Exercise instructions:
Go through the listing and copy every line word for word.
## start
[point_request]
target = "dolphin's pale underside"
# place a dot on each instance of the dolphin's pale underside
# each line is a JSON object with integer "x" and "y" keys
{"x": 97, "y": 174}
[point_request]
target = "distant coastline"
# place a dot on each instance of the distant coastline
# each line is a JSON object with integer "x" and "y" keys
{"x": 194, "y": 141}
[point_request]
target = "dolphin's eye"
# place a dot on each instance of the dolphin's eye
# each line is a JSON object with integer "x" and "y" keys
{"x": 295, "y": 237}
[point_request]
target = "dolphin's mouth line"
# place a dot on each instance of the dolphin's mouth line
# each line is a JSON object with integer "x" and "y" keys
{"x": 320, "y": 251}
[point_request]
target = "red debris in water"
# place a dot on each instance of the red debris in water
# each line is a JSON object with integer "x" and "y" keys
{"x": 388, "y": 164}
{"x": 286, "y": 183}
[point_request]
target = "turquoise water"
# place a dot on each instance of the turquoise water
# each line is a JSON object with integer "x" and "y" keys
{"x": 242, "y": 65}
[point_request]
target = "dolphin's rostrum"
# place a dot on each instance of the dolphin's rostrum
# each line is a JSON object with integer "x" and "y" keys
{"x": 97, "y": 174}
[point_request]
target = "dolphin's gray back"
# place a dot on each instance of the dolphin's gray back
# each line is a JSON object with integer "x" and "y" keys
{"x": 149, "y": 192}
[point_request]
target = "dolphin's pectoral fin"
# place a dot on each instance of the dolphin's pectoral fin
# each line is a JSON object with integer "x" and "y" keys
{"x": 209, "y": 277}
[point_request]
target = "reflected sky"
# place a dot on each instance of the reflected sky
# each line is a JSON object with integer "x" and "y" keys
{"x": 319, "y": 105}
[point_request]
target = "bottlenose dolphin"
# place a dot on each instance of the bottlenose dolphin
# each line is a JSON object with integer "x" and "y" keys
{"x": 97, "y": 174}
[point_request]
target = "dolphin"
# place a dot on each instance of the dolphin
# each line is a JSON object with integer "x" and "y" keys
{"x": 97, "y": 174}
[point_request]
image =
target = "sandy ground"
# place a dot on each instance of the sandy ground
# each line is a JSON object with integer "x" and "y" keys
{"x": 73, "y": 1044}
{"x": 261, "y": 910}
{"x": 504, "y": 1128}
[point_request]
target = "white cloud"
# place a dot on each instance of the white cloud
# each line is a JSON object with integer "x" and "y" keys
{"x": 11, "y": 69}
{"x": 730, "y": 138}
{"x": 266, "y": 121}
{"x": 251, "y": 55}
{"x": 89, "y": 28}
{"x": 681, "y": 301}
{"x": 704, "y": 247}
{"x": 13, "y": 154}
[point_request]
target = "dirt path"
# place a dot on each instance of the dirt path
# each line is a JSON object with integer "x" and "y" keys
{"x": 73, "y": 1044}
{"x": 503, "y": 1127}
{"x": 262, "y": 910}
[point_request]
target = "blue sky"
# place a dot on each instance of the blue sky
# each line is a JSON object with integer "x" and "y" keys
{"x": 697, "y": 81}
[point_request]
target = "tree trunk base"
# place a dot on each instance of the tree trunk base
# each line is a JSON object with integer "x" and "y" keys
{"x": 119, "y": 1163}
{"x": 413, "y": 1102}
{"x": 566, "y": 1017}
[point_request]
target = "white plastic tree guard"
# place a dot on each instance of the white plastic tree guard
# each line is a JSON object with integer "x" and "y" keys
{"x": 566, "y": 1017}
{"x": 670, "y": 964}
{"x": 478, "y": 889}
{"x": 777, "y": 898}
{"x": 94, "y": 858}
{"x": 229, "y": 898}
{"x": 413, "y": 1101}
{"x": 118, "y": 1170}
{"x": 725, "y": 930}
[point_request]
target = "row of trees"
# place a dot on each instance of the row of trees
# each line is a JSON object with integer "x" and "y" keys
## end
The reply:
[point_request]
target = "dolphin's pale underside"
# place a dot on each instance of the dolphin's pale underside
# each line is a JSON object with integer "x" and "y" keys
{"x": 97, "y": 174}
[point_request]
target = "distant coastline"
# place a dot on each instance of the distant coastline
# each line is a JSON object with integer "x" and "y" keys
{"x": 194, "y": 141}
[point_request]
target = "dolphin's eye"
# place a dot on each instance of the dolphin's eye
# each line is a JSON object with integer "x" and "y" keys
{"x": 295, "y": 237}
[point_request]
target = "dolphin's mouth line"
# place a dot on each instance of the dolphin's mouth line
# each line is a JSON object with integer "x" and "y" keys
{"x": 320, "y": 251}
[point_request]
target = "red debris in water"
# place a dot on each instance of the red debris in water
# each line is a JSON object with integer "x" and "y" keys
{"x": 388, "y": 164}
{"x": 286, "y": 183}
[point_request]
target = "turquoise water"
# place a dot on each instance of the turquoise water
# each line is a JSON object with integer "x" and "y" keys
{"x": 242, "y": 65}
[point_request]
target = "dolphin's rostrum"
# place a dot on each instance of the dolphin's rostrum
# each line is a JSON object with integer "x" and "y" keys
{"x": 97, "y": 174}
[point_request]
target = "dolphin's gray back"
# place a dot on each instance of the dolphin's gray back
# each line is a JSON object with integer "x" and "y" keys
{"x": 149, "y": 192}
[point_request]
target = "dolphin's pectoral fin"
# place a dot on each instance of the dolphin's pectoral fin
# each line is a JSON object with integer "x" and "y" keys
{"x": 209, "y": 277}
[point_request]
target = "reflected sky"
# place a dot on each instance of the reflected sky
# each line is a JSON object with integer "x" and "y" keys
{"x": 319, "y": 105}
[point_request]
target = "bottlenose dolphin"
# place a dot on each instance of the bottlenose dolphin
# each line is a JSON object with integer "x" and "y" keys
{"x": 97, "y": 174}
[point_request]
target = "dolphin"
# place a dot on each instance of the dolphin
# each line is a JSON object with integer "x" and "y" keys
{"x": 97, "y": 174}
[point_request]
image =
target = "sandy ground"
# place a dot on each instance of the sandy ground
# each line is a JSON object with integer "x" and "y" keys
{"x": 73, "y": 1044}
{"x": 261, "y": 910}
{"x": 504, "y": 1128}
[point_request]
target = "white cloud"
# place a dot on each instance of the white cloud
# each line is a JSON object with integer "x" and "y" keys
{"x": 11, "y": 69}
{"x": 730, "y": 138}
{"x": 266, "y": 121}
{"x": 251, "y": 55}
{"x": 89, "y": 28}
{"x": 681, "y": 301}
{"x": 704, "y": 247}
{"x": 13, "y": 154}
[point_request]
target = "dirt path"
# place a dot on each instance of the dirt path
# each line is a JSON object with integer "x" and "y" keys
{"x": 73, "y": 1044}
{"x": 503, "y": 1127}
{"x": 262, "y": 910}
[point_request]
target = "blue sky"
# place a dot on each instance of the blue sky
# each line is a JSON object with integer "x" and "y" keys
{"x": 697, "y": 81}
[point_request]
target = "tree trunk base"
# place a dot on each instance of the tree trunk base
# each line is a JSON object with integer "x" and "y" keys
{"x": 119, "y": 1163}
{"x": 413, "y": 1102}
{"x": 566, "y": 1017}
[point_request]
target = "white plastic tree guard"
# place a dot on each instance of the white plastic tree guard
# each line is a JSON object with integer "x" and "y" keys
{"x": 566, "y": 1017}
{"x": 670, "y": 964}
{"x": 478, "y": 889}
{"x": 777, "y": 898}
{"x": 94, "y": 858}
{"x": 229, "y": 898}
{"x": 413, "y": 1101}
{"x": 118, "y": 1170}
{"x": 725, "y": 930}
[point_request]
target = "row of trees"
# place a dot on each instance of the row of trees
# each line is a JSON object with integer "x" and "y" keys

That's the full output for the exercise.